• [MATERIAL PROVIDED]
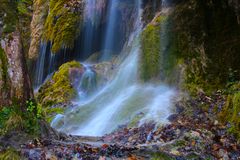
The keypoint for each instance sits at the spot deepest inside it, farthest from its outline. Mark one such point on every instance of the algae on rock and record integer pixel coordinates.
(62, 25)
(60, 88)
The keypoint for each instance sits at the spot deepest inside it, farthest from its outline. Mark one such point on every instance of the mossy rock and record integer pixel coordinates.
(59, 89)
(62, 25)
(150, 58)
(231, 113)
(10, 154)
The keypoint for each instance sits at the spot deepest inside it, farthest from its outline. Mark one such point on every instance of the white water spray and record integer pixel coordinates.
(119, 100)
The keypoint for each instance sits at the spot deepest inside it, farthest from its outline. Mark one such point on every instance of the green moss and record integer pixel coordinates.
(161, 156)
(58, 89)
(62, 25)
(8, 14)
(231, 113)
(10, 154)
(151, 56)
(3, 69)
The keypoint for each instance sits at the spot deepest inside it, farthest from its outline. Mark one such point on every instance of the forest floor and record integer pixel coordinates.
(191, 134)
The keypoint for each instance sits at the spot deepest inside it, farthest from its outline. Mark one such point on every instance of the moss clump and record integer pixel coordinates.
(59, 89)
(151, 50)
(3, 68)
(161, 156)
(62, 25)
(10, 154)
(231, 112)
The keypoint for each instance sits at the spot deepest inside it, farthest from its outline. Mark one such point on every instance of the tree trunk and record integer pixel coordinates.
(17, 73)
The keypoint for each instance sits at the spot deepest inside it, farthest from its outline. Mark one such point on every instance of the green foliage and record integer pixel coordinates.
(8, 14)
(3, 69)
(62, 25)
(151, 56)
(15, 118)
(210, 55)
(59, 89)
(10, 154)
(161, 156)
(231, 111)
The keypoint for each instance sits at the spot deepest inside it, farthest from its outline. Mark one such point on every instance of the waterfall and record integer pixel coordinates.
(120, 99)
(88, 82)
(92, 18)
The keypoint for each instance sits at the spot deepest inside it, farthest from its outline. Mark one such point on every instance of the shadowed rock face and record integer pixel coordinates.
(20, 85)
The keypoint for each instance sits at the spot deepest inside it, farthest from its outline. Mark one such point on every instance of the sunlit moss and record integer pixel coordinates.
(3, 70)
(231, 113)
(151, 48)
(59, 88)
(10, 154)
(62, 25)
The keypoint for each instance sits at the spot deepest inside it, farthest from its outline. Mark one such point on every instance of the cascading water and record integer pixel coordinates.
(119, 100)
(109, 37)
(92, 18)
(88, 82)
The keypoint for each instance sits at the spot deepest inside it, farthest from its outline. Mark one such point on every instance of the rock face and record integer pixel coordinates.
(39, 16)
(20, 85)
(60, 89)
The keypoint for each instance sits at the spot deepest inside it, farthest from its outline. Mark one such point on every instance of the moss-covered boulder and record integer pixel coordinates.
(4, 79)
(60, 89)
(62, 24)
(230, 114)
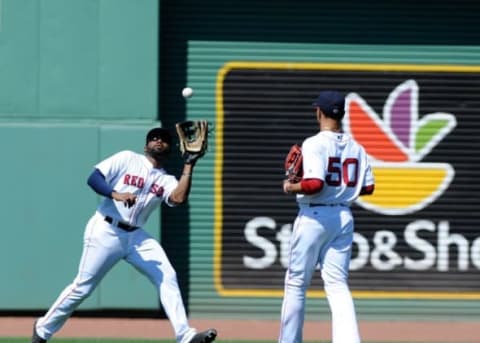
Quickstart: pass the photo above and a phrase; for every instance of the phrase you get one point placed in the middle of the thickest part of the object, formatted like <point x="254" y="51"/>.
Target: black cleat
<point x="35" y="337"/>
<point x="206" y="336"/>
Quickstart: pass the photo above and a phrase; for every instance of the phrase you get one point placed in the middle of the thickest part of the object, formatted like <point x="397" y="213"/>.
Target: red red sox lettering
<point x="139" y="182"/>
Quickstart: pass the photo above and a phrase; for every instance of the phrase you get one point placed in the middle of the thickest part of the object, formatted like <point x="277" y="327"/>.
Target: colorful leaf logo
<point x="396" y="144"/>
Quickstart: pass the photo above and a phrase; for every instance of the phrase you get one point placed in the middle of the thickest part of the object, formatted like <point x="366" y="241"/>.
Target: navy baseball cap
<point x="332" y="103"/>
<point x="159" y="132"/>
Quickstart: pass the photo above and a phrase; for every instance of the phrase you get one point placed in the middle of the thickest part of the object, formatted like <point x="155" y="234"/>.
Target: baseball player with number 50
<point x="334" y="170"/>
<point x="133" y="185"/>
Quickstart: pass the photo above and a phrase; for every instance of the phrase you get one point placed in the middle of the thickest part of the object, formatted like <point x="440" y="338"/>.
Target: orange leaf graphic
<point x="376" y="142"/>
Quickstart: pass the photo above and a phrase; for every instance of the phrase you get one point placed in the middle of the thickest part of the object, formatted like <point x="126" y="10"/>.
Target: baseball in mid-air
<point x="187" y="92"/>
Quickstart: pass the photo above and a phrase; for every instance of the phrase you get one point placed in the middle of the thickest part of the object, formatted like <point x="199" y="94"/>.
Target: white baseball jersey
<point x="338" y="160"/>
<point x="323" y="233"/>
<point x="105" y="244"/>
<point x="128" y="171"/>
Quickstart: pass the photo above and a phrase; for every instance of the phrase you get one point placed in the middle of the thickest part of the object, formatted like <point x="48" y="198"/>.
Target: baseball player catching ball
<point x="133" y="185"/>
<point x="335" y="172"/>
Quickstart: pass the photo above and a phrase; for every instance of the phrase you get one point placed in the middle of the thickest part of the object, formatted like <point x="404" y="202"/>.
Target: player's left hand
<point x="128" y="199"/>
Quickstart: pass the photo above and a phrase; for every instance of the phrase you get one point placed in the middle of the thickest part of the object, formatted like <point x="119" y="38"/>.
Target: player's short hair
<point x="159" y="132"/>
<point x="331" y="103"/>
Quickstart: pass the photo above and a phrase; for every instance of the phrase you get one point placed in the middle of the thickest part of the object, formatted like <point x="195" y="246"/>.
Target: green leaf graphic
<point x="428" y="131"/>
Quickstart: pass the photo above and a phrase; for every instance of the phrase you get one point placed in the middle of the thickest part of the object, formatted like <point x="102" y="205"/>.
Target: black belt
<point x="121" y="225"/>
<point x="315" y="205"/>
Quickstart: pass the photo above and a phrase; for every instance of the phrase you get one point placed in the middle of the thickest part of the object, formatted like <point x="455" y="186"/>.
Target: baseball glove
<point x="294" y="164"/>
<point x="193" y="137"/>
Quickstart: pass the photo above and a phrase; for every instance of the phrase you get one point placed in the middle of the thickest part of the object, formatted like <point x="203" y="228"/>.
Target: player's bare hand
<point x="128" y="199"/>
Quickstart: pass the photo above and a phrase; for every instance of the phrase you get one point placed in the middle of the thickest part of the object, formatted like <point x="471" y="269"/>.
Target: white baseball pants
<point x="104" y="246"/>
<point x="321" y="236"/>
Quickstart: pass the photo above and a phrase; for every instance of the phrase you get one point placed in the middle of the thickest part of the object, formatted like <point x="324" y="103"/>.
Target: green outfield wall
<point x="78" y="81"/>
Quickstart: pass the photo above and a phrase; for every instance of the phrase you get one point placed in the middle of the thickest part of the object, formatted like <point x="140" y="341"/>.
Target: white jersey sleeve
<point x="128" y="171"/>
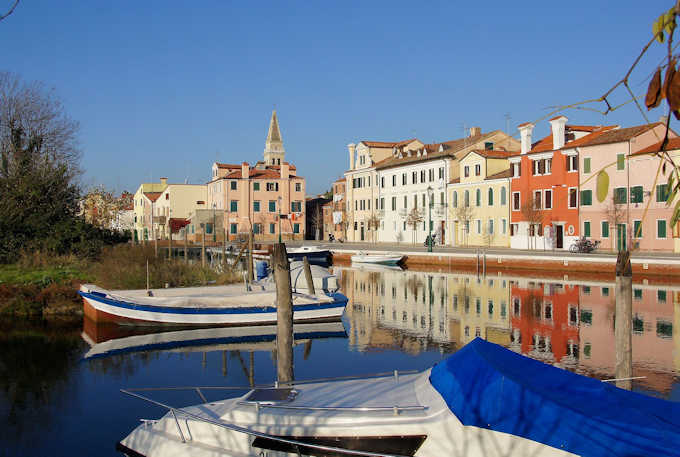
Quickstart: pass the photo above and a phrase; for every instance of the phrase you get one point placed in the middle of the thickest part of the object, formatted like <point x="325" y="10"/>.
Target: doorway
<point x="621" y="241"/>
<point x="559" y="236"/>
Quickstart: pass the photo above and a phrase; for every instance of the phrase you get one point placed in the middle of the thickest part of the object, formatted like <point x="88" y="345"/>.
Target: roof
<point x="618" y="135"/>
<point x="673" y="143"/>
<point x="227" y="165"/>
<point x="502" y="174"/>
<point x="450" y="149"/>
<point x="153" y="196"/>
<point x="553" y="406"/>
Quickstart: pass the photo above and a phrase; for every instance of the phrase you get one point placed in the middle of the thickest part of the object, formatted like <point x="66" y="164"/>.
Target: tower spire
<point x="274" y="152"/>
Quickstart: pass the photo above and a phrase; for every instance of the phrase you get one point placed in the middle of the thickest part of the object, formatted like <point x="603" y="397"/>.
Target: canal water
<point x="60" y="381"/>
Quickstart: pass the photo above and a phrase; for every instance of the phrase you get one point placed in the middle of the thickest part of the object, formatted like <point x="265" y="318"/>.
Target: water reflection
<point x="565" y="323"/>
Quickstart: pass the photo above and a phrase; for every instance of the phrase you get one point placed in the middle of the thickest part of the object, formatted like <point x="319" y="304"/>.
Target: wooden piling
<point x="623" y="325"/>
<point x="284" y="314"/>
<point x="251" y="276"/>
<point x="308" y="276"/>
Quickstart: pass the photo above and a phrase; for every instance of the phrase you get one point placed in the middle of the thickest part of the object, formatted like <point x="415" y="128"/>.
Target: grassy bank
<point x="44" y="285"/>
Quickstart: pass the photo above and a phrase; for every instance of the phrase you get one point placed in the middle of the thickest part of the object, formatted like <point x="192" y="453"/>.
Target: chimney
<point x="557" y="124"/>
<point x="351" y="147"/>
<point x="525" y="131"/>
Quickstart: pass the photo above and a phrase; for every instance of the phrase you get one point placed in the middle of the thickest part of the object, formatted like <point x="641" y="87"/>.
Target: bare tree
<point x="533" y="215"/>
<point x="413" y="219"/>
<point x="615" y="212"/>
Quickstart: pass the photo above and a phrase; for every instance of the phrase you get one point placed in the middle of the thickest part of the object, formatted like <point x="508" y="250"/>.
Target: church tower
<point x="273" y="149"/>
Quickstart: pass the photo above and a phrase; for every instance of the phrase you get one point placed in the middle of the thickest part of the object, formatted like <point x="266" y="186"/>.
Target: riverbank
<point x="40" y="285"/>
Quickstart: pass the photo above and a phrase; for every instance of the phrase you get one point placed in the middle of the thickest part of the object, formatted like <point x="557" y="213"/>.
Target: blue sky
<point x="165" y="88"/>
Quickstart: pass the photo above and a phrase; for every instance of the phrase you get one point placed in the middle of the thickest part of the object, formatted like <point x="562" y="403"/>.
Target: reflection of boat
<point x="214" y="305"/>
<point x="315" y="255"/>
<point x="258" y="337"/>
<point x="379" y="259"/>
<point x="483" y="400"/>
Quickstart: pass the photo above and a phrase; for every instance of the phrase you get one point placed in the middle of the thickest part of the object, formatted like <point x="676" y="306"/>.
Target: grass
<point x="40" y="285"/>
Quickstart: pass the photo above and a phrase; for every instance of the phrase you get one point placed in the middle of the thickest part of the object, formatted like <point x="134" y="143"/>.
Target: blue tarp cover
<point x="488" y="386"/>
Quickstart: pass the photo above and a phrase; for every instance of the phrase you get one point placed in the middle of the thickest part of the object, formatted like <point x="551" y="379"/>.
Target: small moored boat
<point x="482" y="401"/>
<point x="217" y="305"/>
<point x="379" y="259"/>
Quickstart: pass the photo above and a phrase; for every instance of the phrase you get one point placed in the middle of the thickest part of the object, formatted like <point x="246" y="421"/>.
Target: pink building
<point x="267" y="197"/>
<point x="619" y="203"/>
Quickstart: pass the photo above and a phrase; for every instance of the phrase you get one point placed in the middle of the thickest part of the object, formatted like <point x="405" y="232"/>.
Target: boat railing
<point x="235" y="428"/>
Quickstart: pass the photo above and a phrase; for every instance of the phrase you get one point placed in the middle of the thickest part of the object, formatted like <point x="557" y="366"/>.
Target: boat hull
<point x="104" y="309"/>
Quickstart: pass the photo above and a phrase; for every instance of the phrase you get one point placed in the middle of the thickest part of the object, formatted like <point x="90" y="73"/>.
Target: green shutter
<point x="637" y="229"/>
<point x="605" y="229"/>
<point x="661" y="228"/>
<point x="620" y="161"/>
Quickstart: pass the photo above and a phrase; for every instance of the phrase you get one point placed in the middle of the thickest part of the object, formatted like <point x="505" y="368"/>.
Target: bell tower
<point x="274" y="153"/>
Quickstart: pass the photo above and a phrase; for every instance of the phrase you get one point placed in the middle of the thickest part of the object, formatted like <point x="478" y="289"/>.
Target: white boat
<point x="482" y="401"/>
<point x="251" y="338"/>
<point x="375" y="258"/>
<point x="209" y="306"/>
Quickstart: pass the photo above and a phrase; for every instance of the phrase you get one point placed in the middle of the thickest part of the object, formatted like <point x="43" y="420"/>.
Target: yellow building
<point x="480" y="200"/>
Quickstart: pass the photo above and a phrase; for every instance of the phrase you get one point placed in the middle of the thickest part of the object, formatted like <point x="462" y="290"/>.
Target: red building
<point x="544" y="186"/>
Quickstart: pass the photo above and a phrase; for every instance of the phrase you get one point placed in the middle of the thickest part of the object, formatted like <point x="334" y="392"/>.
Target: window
<point x="516" y="168"/>
<point x="636" y="194"/>
<point x="572" y="163"/>
<point x="620" y="195"/>
<point x="586" y="197"/>
<point x="573" y="197"/>
<point x="637" y="229"/>
<point x="661" y="228"/>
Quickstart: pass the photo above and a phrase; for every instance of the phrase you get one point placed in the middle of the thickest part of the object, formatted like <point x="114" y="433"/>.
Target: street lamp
<point x="279" y="207"/>
<point x="429" y="219"/>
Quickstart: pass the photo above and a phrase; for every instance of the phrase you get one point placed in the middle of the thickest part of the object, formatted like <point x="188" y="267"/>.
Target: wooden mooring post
<point x="284" y="314"/>
<point x="308" y="276"/>
<point x="623" y="324"/>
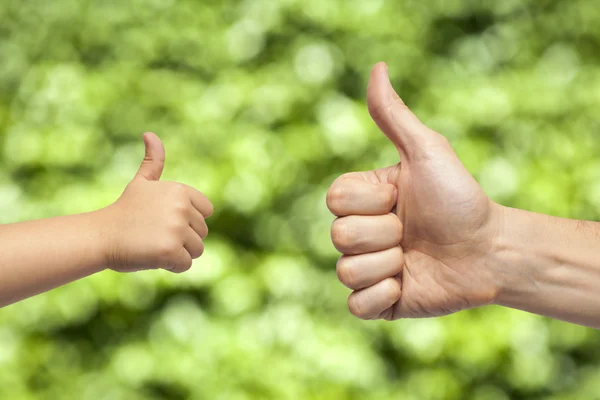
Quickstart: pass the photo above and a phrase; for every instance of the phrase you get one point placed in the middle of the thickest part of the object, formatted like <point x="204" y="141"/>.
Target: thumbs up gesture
<point x="156" y="224"/>
<point x="415" y="235"/>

• [TASK STATEMENT]
Report each line above that contains the word "player", copying the line in full.

• [OUTPUT BELOW]
Target: baseball player with number 50
Target: baseball player catching ball
Target: player's left hand
Target: player's short hair
Target: player's bare hand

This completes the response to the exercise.